* [REQUIREMENTS]:
Please reproduce the records word for word, from the very beginning through the line that contains "[[267, 242], [339, 237], [516, 256], [576, 218]]", including that line.

* [EXTRACTED MATERIAL]:

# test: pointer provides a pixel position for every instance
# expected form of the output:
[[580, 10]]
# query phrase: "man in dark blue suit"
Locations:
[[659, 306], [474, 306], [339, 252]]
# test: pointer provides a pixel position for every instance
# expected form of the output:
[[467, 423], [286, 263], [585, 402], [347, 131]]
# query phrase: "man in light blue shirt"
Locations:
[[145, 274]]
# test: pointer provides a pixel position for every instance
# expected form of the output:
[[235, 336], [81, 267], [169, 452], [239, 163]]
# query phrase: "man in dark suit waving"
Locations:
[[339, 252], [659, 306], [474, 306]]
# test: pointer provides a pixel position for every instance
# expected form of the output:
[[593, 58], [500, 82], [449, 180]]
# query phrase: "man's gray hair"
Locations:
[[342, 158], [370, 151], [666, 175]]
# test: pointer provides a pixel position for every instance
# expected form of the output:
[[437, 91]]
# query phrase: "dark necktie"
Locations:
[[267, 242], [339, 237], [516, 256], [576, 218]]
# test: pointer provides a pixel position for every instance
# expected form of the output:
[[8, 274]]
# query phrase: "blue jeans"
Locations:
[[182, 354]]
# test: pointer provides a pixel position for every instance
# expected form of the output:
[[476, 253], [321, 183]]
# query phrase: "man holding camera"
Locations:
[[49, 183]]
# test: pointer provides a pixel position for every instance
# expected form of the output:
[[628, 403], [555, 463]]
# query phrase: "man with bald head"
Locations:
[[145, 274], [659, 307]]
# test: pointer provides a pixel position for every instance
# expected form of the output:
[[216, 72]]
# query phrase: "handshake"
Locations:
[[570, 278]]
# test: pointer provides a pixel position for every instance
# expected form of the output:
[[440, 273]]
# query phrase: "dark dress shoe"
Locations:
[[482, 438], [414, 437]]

* [RESPONSE TO THE EXERCISE]:
# test: pointer provides a pixel position for every instance
# expected form of the output:
[[580, 10]]
# query phrase: "man in dark blue suit"
Locations:
[[659, 306], [474, 306], [339, 252]]
# test: pointer provides a pixel position for every instance
# expected form of the output:
[[467, 423], [286, 263], [585, 402], [347, 131]]
# query phrase: "man in light blue shirt"
Locations:
[[145, 274]]
# test: pointer provides a pixel position for every instance
# expected form of the output:
[[235, 336], [81, 267], [169, 452], [239, 163]]
# query phrase: "man in dark suit waving"
Locations:
[[339, 252], [659, 306], [474, 306]]
# test: pointer provides a pixel position for every instance
# expected form of the output:
[[593, 58], [500, 82], [449, 180]]
# query phrase: "man's gray hair"
Locations:
[[342, 158], [370, 151], [666, 175]]
# test: pointer provides a pixel position for every instance
# expected form of the output:
[[437, 91]]
# query phrase: "dark necktie"
Locations:
[[267, 242], [339, 237], [516, 256], [576, 218]]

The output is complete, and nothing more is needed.